> 提示された本文:

++++

和歌山県立医科大学卒業後は、地元の大阪に戻り、大阪大学の医局に入りました。その後は市民病院で7年間働いた後、大阪大学に助手として戻って勤務。当時、大阪大学でお世話になっていた先生から、富田林病院に部長として行くように言われました。当初は部長なんて務まるか不安でしたが、5年間で手術件数もそれなりに担当し、思った以上の実績を残すことができたと思います。富田林病院に勤めていた頃に結婚し、2人の子どもに恵まれたのですが、仕事と育児の両立は非常に大変でしたね。母の力を借りながら、なんとか成り立っていた日々でした。体力的にもギリギリでしたし、友人からの勧めもあり、開業を決心。幼少期を過ごし、慣れ親しんだ地域の物件にご縁があり、2002年にこの「かみはた耳鼻咽喉科」を開業しました。
患者さんはどのような方が多く来られているのですか?
副鼻腔炎など鼻の病気、難聴や耳鳴り、めまいなどのご相談のほか、原因ははっきりしないけれど何らかの不調を感じる不定愁訴にお悩みの方も少なくありません。そういった症状には、西洋医学の薬よりも漢方薬のほうが適している場合も多いです。西洋医学にとどまらず、東洋医学を組み合わせた治療を行うことで、根本から治すことをめざしています。患者さんの一番弱いところをサポートし、「どうして治らないんだろう」という悩みを解決できるよう、症状や希望に寄り添う処方を心がけています。

++++

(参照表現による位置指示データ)

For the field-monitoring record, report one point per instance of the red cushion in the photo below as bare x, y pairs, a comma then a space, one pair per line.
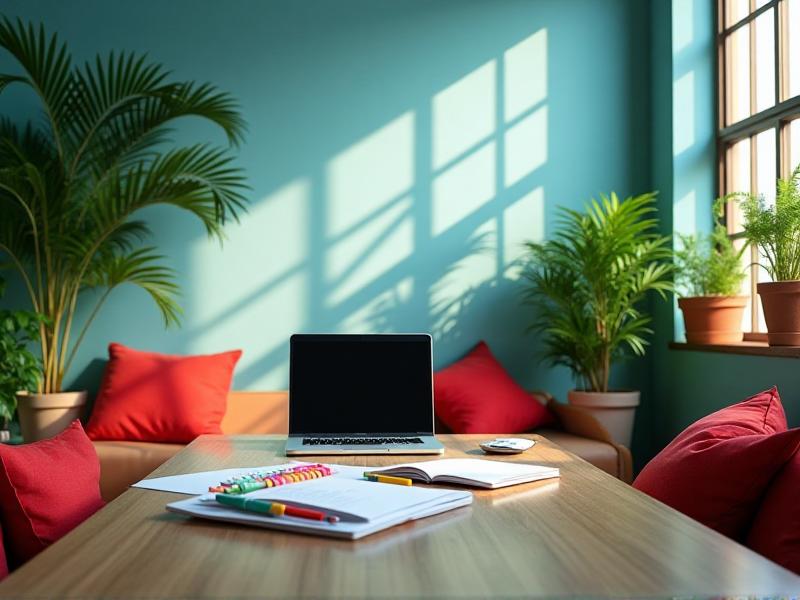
776, 530
150, 397
46, 489
477, 395
717, 469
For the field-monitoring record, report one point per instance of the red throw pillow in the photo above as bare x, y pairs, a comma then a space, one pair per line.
477, 395
47, 488
718, 468
150, 397
776, 530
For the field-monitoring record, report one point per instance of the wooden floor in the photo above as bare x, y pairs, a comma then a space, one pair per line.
585, 534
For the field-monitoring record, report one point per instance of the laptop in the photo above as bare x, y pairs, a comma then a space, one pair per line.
361, 394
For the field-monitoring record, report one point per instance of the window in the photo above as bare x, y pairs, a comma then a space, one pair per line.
759, 114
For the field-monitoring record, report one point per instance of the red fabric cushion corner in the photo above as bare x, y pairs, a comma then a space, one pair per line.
151, 397
775, 532
47, 488
477, 395
717, 469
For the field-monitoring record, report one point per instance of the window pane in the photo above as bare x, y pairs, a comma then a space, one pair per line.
766, 175
793, 43
793, 131
765, 60
737, 179
737, 48
736, 10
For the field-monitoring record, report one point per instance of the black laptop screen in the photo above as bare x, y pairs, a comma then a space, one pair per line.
360, 384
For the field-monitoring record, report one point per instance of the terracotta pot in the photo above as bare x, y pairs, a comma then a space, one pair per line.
781, 303
614, 410
713, 319
42, 416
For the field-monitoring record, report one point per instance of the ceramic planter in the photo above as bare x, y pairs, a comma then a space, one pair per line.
781, 303
713, 319
614, 410
42, 416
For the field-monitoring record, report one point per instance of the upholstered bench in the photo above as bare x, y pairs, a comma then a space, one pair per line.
123, 463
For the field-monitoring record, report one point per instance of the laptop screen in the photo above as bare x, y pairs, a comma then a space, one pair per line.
360, 384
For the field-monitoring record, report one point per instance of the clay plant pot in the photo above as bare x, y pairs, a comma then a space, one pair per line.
781, 303
713, 319
614, 410
42, 416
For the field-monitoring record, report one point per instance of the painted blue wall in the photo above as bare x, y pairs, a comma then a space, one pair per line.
688, 385
399, 153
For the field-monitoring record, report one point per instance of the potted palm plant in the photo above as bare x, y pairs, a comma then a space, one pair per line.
775, 230
73, 181
709, 276
19, 368
588, 284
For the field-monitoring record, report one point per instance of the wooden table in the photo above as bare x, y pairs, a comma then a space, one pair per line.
585, 534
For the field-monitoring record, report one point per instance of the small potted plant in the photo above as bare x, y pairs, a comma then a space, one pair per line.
19, 368
588, 284
709, 274
775, 230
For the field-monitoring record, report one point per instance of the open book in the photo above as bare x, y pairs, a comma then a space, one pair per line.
362, 506
474, 472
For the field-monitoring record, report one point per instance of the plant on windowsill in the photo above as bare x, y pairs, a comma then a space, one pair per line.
775, 230
588, 285
19, 367
73, 181
709, 274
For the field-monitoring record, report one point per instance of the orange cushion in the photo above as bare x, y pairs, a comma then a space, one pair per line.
152, 397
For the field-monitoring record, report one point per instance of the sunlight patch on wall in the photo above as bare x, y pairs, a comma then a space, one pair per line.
523, 221
525, 75
365, 255
367, 176
525, 146
463, 114
683, 113
369, 316
463, 188
682, 24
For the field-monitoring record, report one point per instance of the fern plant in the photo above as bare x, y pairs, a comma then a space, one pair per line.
72, 182
709, 265
589, 281
775, 230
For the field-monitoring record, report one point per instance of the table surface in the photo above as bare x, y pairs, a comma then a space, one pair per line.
584, 534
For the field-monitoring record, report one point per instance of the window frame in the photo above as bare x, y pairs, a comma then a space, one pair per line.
777, 117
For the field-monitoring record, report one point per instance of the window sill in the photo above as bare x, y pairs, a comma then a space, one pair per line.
750, 348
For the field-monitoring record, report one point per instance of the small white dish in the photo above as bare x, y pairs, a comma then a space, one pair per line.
507, 445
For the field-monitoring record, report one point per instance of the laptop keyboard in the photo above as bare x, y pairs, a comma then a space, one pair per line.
358, 441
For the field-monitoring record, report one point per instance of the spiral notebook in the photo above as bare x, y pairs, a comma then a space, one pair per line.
363, 507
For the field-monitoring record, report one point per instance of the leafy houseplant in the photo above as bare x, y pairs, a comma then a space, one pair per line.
19, 368
775, 230
588, 284
709, 275
73, 181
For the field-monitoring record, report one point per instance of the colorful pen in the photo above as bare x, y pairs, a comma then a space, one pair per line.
275, 509
387, 479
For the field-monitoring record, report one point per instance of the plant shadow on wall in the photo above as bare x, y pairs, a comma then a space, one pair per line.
71, 185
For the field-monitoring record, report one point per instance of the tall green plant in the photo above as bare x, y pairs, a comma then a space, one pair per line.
776, 229
709, 265
588, 283
72, 182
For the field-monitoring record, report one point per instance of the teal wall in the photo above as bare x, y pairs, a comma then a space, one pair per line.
399, 153
687, 385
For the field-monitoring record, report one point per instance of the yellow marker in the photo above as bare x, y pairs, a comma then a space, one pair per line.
387, 479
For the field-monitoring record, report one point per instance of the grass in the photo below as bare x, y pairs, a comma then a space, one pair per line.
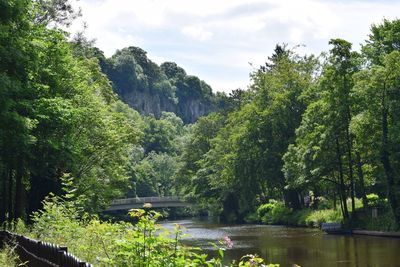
277, 213
8, 257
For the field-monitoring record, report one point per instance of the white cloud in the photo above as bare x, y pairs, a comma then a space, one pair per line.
215, 40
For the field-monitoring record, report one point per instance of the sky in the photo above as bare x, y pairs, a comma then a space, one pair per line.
222, 41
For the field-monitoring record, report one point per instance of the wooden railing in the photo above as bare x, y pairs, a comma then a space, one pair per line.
139, 200
40, 254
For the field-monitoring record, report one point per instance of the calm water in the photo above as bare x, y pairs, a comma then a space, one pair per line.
288, 246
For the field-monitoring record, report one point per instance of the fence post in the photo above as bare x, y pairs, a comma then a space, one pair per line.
60, 254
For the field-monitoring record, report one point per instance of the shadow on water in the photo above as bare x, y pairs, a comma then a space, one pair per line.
288, 246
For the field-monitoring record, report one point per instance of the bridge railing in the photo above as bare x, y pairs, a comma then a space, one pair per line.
140, 200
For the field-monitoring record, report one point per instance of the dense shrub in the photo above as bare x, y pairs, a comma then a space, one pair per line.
143, 243
274, 213
9, 258
316, 218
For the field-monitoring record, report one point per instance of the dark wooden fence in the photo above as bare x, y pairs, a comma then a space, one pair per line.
40, 254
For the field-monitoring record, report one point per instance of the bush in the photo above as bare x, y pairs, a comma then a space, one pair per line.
265, 208
374, 201
102, 243
9, 258
316, 218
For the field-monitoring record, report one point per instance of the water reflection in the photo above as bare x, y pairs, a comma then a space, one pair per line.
288, 246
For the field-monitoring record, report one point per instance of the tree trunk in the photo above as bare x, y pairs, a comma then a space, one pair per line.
4, 196
385, 158
362, 183
341, 179
19, 193
350, 161
10, 194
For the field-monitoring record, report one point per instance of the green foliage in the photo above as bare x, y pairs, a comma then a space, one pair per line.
274, 213
374, 201
143, 243
9, 258
316, 218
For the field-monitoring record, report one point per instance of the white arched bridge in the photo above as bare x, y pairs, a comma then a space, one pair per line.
153, 202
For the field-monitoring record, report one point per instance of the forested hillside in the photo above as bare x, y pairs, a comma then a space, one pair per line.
152, 89
325, 127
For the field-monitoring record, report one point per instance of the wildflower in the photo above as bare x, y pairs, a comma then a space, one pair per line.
147, 205
228, 242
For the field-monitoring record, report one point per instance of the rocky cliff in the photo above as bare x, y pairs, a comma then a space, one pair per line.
151, 89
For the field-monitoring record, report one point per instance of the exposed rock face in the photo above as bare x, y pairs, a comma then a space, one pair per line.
152, 103
152, 89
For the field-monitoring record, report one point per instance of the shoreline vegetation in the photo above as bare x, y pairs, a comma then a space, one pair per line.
323, 126
141, 242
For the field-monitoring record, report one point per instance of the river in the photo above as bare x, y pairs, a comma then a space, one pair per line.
288, 246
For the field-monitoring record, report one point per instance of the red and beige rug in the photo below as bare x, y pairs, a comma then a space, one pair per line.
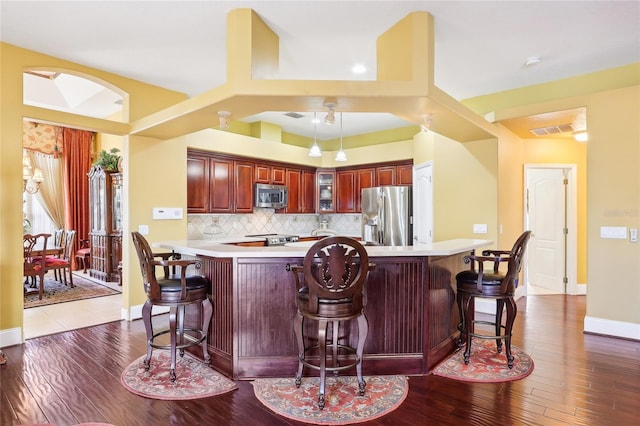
343, 404
486, 364
194, 379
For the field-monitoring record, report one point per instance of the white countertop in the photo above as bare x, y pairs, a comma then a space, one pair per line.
223, 248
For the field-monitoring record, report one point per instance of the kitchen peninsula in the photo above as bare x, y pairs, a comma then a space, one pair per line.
410, 305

++++

> 取り組む課題:
本文のうち、「副鼻腔炎など鼻の病気、難聴や」という語句を含むところから書き始め、「り添う処方を心がけています。」という語句のところで終えて、一字一句変えずに書き写しなさい。 このデータは、本文とは別の出典から取ったものです。

> 問題の解答:
副鼻腔炎など鼻の病気、難聴や耳鳴り、めまいなどのご相談のほか、原因ははっきりしないけれど何らかの不調を感じる不定愁訴にお悩みの方も少なくありません。そういった症状には、西洋医学の薬よりも漢方薬のほうが適している場合も多いです。西洋医学にとどまらず、東洋医学を組み合わせた治療を行うことで、根本から治すことをめざしています。患者さんの一番弱いところをサポートし、「どうして治らないんだろう」という悩みを解決できるよう、症状や希望に寄り添う処方を心がけています。